-- Start Data rows --

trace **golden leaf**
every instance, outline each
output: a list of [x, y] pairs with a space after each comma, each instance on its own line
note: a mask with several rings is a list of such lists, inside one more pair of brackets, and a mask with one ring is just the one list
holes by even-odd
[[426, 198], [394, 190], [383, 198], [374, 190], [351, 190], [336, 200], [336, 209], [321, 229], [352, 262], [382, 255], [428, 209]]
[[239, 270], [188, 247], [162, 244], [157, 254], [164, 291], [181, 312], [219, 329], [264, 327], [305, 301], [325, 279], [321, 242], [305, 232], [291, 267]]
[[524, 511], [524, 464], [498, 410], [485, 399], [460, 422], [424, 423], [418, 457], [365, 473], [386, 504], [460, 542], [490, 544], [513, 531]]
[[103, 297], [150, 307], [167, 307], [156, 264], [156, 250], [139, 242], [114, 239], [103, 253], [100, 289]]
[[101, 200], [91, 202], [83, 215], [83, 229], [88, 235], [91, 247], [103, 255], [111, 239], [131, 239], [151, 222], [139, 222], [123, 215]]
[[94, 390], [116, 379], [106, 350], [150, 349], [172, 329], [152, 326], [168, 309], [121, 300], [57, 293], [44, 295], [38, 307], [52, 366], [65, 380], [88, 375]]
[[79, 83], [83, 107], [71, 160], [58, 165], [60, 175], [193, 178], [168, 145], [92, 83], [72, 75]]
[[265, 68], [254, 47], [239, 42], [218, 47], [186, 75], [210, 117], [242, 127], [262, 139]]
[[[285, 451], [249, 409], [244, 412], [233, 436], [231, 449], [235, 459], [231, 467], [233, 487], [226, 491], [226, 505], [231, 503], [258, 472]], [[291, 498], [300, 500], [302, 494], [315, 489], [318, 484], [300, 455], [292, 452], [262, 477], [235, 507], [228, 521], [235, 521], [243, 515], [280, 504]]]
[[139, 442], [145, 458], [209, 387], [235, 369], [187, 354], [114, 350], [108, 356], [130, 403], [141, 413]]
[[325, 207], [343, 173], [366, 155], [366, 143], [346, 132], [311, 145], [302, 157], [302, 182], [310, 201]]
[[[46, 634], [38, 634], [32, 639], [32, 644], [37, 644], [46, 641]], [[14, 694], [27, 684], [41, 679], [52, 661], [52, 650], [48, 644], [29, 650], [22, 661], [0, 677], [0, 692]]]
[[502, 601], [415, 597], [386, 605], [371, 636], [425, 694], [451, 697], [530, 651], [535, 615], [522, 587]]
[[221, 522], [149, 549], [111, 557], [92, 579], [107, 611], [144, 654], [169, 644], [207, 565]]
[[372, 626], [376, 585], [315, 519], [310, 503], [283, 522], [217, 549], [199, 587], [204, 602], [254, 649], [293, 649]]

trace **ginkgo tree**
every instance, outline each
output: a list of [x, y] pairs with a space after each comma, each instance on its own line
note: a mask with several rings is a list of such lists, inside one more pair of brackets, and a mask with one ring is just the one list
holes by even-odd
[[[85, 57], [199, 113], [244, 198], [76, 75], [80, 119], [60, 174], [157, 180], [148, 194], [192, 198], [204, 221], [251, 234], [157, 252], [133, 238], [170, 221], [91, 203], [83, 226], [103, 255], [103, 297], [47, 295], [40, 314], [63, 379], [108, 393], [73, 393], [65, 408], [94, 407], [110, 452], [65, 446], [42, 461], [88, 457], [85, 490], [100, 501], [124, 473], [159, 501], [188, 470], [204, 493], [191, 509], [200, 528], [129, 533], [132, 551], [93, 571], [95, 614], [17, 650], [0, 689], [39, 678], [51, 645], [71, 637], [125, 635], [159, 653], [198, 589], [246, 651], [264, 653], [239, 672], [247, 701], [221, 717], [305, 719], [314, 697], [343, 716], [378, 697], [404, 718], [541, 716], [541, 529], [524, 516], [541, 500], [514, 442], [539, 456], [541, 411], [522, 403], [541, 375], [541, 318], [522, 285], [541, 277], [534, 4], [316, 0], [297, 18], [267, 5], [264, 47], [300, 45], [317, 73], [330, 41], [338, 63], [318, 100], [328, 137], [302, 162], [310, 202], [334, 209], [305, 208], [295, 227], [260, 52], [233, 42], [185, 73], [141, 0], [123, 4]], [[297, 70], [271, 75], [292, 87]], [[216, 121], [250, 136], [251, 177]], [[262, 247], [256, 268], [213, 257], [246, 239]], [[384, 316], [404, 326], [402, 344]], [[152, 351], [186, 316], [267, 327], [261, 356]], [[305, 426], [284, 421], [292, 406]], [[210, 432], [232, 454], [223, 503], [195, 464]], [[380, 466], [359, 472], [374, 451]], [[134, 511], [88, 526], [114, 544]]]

-- End Data rows --

Task to carry out: Print every line of the records above again, unchanged and in the same order.

The solution:
trace **golden leaf**
every instance, outline each
output: a list of [x, y] pairs with a space after each comma, each instance on its own line
note: a mask with several rings is a list of such lists, inside one more pair of brackets, and a mask with one ring is just the one list
holes by even-odd
[[426, 198], [394, 190], [383, 198], [374, 190], [351, 190], [336, 200], [336, 209], [321, 229], [352, 262], [382, 255], [428, 209]]
[[239, 270], [188, 247], [162, 244], [157, 254], [164, 291], [181, 312], [219, 329], [264, 327], [305, 301], [325, 279], [321, 242], [305, 232], [291, 267]]
[[524, 511], [524, 464], [498, 410], [485, 399], [460, 422], [424, 423], [418, 457], [365, 473], [386, 504], [460, 542], [490, 544], [513, 531]]
[[103, 297], [150, 307], [167, 307], [156, 264], [156, 250], [139, 242], [114, 239], [103, 253], [100, 289]]
[[101, 200], [91, 202], [83, 215], [83, 229], [88, 235], [91, 247], [103, 255], [111, 239], [131, 239], [151, 222], [139, 222], [123, 215]]
[[94, 390], [116, 379], [106, 350], [150, 349], [172, 329], [152, 326], [168, 309], [121, 300], [57, 293], [44, 295], [38, 307], [52, 366], [65, 380], [88, 375]]
[[79, 83], [83, 107], [71, 160], [58, 165], [60, 175], [193, 178], [168, 145], [92, 83], [72, 75]]
[[265, 68], [254, 47], [239, 42], [218, 47], [186, 75], [210, 117], [242, 127], [262, 139]]
[[[285, 451], [249, 409], [244, 412], [233, 436], [231, 449], [235, 459], [231, 467], [233, 487], [226, 491], [226, 505], [231, 503], [258, 472]], [[291, 498], [300, 500], [302, 494], [315, 489], [318, 484], [300, 455], [292, 452], [262, 477], [235, 507], [228, 521], [235, 521], [243, 515], [280, 504]]]
[[139, 442], [145, 458], [209, 387], [235, 369], [187, 354], [114, 350], [108, 356], [130, 403], [141, 413]]
[[325, 207], [343, 173], [366, 155], [366, 143], [346, 132], [311, 145], [302, 157], [302, 182], [310, 201]]
[[[46, 634], [38, 634], [32, 639], [32, 644], [37, 644], [46, 641]], [[14, 694], [27, 684], [41, 679], [52, 661], [52, 650], [48, 644], [29, 650], [22, 661], [0, 677], [0, 692]]]
[[502, 601], [415, 597], [386, 605], [371, 636], [425, 694], [451, 697], [530, 651], [535, 615], [522, 587]]
[[221, 522], [149, 549], [111, 557], [92, 579], [107, 611], [144, 654], [169, 644], [207, 565]]
[[372, 626], [376, 585], [315, 519], [310, 503], [283, 522], [217, 549], [199, 587], [204, 602], [254, 649], [293, 649]]

trace **ginkgo tree**
every instance, outline each
output: a list of [x, y] pairs with a space after each comma, each instance on its own line
note: a mask with several rings is a list of such lists, inside one more pair of brackets, and a mask with one ring is just the one list
holes by even-odd
[[[85, 57], [199, 113], [244, 198], [76, 75], [80, 119], [60, 174], [157, 180], [148, 194], [192, 198], [204, 221], [251, 234], [157, 252], [133, 238], [170, 221], [91, 203], [83, 226], [103, 255], [103, 297], [47, 295], [40, 314], [63, 379], [108, 393], [73, 393], [65, 408], [94, 407], [110, 452], [65, 446], [42, 461], [88, 457], [85, 490], [100, 501], [124, 473], [159, 501], [188, 470], [204, 493], [191, 509], [200, 528], [129, 533], [132, 551], [93, 571], [95, 614], [17, 650], [0, 689], [39, 678], [51, 645], [71, 637], [125, 635], [159, 653], [198, 589], [246, 651], [264, 653], [239, 672], [247, 701], [221, 717], [305, 719], [314, 697], [343, 716], [378, 697], [404, 718], [541, 716], [541, 529], [524, 516], [541, 500], [514, 442], [539, 456], [541, 411], [522, 403], [541, 375], [541, 318], [522, 285], [541, 277], [534, 4], [316, 0], [297, 18], [267, 5], [264, 47], [300, 45], [317, 73], [330, 41], [338, 63], [318, 100], [328, 137], [302, 162], [310, 202], [334, 209], [305, 208], [295, 227], [260, 52], [233, 42], [185, 73], [141, 0], [123, 4]], [[297, 70], [271, 75], [292, 87]], [[216, 121], [250, 136], [251, 177]], [[262, 247], [256, 268], [213, 257], [246, 239]], [[384, 316], [404, 326], [402, 344]], [[152, 351], [186, 316], [267, 327], [261, 356]], [[305, 426], [284, 421], [292, 406]], [[210, 432], [232, 454], [223, 503], [195, 464]], [[380, 466], [359, 472], [374, 451]], [[134, 511], [88, 526], [114, 544]]]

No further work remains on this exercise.